文本片段:
让Python帮你搞定MySQL数据库

布满荆棘的人生 2022-11-28 13:39 368阅读 0赞

format_png

Mysql是常用的数据库之一,也是面试工作必备技能之一。

本文通过一个实战,将Python与Sql语句结合起来使用,搞定MySQL数据库。

// 实战开始 //

我们在github上下载fifa18球员数据,将这些信息存入到mysql。

①数据下载地址:

https://github.com/amanthedorkknight/fifa18-all-player-statistics

②选择:Complete->basicplayerdata.csv

// 将数据从CSV导入到MySQL //

1)创建对应库与表

  1. #创建公司数据库,编码格式utf-8
  2. CREATE DATABASE fifa18_db DEFAULT CHARACTER SET utf8 COLLATE utf8_general_ci;
  3. #选择数据库:
  4. use fifa18_db;
  5. #创建球员表:id,名称,海报地址,俱乐部,年龄,薪资等,与csv文件对应
  6. create table player(id int Primary key auto_increment,
  7. player_id int, name char(64), age int, poster char(64),
  8. flag char(64), overall int, potential int, club char(64) default '', club_Logo char(64),
  9. value char(16), wage char(16), special int) default charset =utf8;

2)CSV读取文件

数据集中某些球员字段为空,插入时候需要补充默认值,使用DictReader读取。

原始数据:
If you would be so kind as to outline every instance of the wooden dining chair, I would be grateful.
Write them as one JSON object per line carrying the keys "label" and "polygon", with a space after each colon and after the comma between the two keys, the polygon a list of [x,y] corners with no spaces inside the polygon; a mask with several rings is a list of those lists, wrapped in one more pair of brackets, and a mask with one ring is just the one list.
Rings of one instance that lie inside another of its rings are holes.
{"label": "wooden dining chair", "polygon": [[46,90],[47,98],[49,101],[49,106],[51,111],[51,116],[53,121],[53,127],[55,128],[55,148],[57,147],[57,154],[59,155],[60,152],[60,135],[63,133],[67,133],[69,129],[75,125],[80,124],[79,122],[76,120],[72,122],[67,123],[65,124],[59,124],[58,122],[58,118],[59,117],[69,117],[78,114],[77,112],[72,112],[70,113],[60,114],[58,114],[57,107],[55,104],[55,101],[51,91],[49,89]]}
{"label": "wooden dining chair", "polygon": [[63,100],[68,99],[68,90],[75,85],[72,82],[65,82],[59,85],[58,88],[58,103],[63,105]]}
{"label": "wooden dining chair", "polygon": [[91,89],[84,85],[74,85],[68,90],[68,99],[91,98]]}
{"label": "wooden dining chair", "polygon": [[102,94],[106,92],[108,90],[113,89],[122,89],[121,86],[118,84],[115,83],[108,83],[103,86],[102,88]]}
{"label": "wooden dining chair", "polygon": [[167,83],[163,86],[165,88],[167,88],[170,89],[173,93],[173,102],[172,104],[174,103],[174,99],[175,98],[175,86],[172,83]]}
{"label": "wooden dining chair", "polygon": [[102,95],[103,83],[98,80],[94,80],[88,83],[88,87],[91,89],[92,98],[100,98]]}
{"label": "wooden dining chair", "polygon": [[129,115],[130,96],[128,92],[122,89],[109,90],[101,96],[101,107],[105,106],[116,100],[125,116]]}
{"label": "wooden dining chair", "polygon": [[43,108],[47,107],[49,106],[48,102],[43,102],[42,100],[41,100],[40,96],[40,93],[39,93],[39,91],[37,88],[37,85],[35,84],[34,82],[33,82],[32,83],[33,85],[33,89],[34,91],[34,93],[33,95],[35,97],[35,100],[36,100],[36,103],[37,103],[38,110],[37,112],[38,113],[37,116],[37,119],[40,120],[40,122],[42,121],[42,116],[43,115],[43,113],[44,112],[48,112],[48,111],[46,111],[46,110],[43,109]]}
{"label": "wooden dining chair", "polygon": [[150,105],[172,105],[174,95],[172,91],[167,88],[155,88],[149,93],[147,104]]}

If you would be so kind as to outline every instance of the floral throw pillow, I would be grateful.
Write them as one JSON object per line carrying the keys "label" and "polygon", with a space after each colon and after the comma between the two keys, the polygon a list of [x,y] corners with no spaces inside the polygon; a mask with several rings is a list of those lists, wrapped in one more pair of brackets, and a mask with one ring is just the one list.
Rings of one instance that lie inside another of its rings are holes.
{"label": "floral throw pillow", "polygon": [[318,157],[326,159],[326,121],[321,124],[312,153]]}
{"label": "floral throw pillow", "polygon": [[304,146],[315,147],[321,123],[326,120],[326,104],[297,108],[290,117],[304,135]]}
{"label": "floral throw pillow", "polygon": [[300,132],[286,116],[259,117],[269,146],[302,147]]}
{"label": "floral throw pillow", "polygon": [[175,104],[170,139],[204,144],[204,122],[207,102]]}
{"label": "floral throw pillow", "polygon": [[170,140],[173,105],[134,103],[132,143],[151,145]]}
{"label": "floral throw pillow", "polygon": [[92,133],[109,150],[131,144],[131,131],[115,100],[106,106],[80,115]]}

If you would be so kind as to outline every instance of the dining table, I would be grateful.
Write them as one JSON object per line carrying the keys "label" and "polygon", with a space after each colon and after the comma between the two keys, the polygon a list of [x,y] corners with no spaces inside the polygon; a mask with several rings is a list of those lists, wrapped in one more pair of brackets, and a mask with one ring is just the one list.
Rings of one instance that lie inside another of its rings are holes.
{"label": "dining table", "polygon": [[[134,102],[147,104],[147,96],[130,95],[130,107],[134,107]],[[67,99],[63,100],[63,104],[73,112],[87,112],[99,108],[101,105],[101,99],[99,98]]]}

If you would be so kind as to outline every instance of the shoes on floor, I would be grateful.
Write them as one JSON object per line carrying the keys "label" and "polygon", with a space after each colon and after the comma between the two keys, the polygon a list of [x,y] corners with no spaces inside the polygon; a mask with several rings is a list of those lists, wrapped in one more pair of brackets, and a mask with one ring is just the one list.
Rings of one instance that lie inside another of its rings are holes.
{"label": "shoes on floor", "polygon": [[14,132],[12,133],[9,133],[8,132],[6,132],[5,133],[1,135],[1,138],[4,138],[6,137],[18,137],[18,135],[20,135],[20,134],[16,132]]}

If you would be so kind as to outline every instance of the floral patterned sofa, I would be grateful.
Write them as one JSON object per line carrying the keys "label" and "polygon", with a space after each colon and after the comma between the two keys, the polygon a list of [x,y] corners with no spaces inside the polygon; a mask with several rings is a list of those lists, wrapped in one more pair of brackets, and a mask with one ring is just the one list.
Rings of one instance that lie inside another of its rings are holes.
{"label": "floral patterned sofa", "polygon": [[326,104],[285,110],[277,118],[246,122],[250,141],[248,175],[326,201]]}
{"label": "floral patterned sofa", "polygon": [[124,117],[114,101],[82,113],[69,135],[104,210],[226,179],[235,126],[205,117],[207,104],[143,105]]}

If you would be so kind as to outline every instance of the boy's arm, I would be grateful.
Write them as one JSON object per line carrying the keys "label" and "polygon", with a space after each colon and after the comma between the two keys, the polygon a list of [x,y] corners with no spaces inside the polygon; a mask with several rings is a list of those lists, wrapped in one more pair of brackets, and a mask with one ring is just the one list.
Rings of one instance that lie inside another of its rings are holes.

练习题:
1 - 根据关于用Python操作MySQL的文章,回答下列问题:
(a)球员数据是从哪个网站下载的?
(b)文中创建的数据库叫什么名称?
(c)读取CSV文件时使用的是什么?
2 - 接着关于用Python操作MySQL的文章的最后一句往下写。

逐题答案:
1 -
(a)github
(b)fifa18_db
(c)DictReader

2 -
  1. path = '/home/linux/workdir/data/basicplayerdata.csv'
  2. #字段名称
  3. field = ['','ID','Name','Age','Photo','Nationality','Flag','Overall','Potential','Club','Club Logo','Value','Wage','Special']
  4. f = open(path)
  5. fcsv = csv.DictReader(f, fieldnames = field)
  6. #第一行去掉
  7. line = next(fcsv)
  8. #第一行有效数据
  9. line = next(fcsv)
  10. print(line)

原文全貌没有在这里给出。